● **Your task**
Please put the records between the lines holding "locate the framed" and "27,273,153,335", inclusive, into a two-column CSV headed text,answer. Make one row for each record with the box lines that follow it, with each value in a single quoted field and line breaks replaced by spaces.

● **Dataset**
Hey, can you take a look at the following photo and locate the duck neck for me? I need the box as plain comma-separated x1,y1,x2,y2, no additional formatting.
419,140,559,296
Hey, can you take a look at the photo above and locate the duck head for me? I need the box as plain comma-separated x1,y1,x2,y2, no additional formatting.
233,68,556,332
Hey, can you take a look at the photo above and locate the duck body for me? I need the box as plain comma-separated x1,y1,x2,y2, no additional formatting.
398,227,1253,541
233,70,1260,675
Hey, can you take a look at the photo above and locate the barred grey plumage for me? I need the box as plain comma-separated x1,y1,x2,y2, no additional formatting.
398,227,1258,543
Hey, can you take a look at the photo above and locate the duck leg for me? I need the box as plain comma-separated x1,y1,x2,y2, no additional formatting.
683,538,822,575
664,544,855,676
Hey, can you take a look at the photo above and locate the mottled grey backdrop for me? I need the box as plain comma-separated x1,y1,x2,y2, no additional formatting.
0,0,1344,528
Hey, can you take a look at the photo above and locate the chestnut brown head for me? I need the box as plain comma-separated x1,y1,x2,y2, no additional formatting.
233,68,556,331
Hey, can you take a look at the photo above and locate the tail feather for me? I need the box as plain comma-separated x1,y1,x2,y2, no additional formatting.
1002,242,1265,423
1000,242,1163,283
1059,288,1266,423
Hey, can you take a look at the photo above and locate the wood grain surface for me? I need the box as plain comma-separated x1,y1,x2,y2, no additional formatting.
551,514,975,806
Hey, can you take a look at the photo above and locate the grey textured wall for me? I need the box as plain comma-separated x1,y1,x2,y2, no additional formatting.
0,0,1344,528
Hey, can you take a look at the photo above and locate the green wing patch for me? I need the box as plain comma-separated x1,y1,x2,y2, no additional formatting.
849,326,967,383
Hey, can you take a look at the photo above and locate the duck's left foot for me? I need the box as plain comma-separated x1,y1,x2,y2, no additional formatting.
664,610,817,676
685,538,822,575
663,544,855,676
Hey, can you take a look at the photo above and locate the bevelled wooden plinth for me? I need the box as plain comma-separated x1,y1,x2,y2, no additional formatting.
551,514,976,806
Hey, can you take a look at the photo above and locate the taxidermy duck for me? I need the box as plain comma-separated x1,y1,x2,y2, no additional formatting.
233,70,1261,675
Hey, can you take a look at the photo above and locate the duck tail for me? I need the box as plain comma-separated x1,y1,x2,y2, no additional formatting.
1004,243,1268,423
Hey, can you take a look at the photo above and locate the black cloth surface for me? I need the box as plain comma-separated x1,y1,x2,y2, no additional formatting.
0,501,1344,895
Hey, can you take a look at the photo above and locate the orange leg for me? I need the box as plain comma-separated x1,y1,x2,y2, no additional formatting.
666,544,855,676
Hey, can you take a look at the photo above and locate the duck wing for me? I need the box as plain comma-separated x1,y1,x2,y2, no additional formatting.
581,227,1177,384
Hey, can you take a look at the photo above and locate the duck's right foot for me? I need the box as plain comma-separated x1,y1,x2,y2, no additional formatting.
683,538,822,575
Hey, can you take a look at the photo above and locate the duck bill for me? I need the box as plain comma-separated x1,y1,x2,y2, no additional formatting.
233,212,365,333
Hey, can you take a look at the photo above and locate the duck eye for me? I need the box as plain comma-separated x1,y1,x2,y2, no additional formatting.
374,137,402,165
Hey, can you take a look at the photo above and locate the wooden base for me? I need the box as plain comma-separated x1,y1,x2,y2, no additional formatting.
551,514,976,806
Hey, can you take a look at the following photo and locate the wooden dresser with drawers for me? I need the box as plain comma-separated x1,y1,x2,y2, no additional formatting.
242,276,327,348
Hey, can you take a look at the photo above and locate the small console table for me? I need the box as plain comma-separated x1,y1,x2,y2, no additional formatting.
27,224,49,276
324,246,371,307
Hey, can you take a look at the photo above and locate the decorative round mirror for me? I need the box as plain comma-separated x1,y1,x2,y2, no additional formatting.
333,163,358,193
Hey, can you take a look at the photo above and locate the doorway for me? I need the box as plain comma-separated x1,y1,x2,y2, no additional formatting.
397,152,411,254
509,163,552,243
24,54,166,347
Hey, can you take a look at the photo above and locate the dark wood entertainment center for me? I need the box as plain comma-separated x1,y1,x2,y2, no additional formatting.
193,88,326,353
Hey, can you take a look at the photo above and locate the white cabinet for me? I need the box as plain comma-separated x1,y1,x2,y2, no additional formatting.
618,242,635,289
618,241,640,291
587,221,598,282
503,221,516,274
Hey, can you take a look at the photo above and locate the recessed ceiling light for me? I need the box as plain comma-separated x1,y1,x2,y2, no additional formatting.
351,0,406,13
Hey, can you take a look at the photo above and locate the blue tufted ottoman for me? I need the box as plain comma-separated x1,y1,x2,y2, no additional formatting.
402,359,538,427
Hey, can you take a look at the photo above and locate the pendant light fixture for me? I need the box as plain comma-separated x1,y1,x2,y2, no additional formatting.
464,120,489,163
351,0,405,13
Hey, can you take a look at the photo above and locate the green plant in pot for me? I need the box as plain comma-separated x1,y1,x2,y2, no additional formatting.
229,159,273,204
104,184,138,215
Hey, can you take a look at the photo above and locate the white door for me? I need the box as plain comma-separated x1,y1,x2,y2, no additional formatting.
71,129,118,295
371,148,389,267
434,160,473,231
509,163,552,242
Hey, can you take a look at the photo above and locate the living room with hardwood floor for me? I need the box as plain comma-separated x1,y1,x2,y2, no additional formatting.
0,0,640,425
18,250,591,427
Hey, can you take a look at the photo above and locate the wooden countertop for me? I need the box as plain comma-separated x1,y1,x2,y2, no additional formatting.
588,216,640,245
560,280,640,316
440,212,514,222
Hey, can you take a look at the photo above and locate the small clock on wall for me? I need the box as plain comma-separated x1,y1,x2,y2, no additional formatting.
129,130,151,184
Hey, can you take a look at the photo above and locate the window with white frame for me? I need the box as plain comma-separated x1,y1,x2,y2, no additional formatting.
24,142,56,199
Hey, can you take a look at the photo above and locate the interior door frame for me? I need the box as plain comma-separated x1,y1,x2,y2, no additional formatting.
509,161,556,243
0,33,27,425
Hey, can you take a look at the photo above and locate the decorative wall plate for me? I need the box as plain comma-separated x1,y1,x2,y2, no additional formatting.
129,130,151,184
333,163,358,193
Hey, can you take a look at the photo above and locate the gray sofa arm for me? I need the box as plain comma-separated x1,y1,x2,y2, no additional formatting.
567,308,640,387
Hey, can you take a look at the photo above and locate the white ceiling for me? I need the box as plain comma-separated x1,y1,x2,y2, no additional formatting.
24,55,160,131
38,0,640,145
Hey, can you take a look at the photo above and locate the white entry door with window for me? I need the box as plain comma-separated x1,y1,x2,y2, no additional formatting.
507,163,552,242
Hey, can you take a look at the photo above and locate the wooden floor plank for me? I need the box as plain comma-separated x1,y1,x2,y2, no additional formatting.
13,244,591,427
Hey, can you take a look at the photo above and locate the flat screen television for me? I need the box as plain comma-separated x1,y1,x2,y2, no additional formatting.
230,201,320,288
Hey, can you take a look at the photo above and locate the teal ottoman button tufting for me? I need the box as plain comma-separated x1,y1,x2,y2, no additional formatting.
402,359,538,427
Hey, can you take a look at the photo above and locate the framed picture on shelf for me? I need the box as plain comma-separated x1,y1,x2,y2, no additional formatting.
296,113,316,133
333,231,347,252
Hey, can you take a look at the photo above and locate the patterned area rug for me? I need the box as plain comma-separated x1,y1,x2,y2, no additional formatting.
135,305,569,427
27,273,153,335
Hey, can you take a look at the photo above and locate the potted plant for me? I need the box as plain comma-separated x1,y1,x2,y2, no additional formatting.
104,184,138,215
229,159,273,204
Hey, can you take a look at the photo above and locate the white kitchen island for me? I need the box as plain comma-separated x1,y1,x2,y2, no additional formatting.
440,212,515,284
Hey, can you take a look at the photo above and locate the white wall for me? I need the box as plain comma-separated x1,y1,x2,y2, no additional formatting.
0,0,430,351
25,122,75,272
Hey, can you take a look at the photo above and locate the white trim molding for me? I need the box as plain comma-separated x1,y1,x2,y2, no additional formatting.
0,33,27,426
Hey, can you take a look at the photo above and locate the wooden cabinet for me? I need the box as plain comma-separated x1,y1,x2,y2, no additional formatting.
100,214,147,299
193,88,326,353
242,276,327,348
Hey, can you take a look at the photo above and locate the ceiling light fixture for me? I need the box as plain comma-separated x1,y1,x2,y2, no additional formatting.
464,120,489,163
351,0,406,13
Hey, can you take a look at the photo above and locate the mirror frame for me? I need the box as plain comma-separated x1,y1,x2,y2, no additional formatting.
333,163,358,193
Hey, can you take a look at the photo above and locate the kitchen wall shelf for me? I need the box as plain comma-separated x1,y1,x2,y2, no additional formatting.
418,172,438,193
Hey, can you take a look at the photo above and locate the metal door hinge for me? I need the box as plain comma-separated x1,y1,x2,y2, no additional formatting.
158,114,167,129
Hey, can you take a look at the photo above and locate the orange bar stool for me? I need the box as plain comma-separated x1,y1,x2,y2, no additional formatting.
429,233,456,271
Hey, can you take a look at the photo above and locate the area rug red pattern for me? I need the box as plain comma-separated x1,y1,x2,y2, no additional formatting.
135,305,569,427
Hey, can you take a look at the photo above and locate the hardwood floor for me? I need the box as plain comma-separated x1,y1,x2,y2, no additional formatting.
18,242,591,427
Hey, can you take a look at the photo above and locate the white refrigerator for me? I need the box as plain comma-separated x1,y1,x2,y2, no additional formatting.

● **Solution below**
text,answer
"Hey, can you take a look at the photo above and locate the framed picture on shelf for me? I need the box as plain comma-separated x1,y1,x2,y2, no additional formatting.","296,113,316,133 333,231,347,252"
"Hey, can you take a look at the photo above and locate the patterned area rug for me? I need the box as plain comma-separated x1,y1,x2,y2, no additional formatting.","135,305,569,427 27,273,153,335"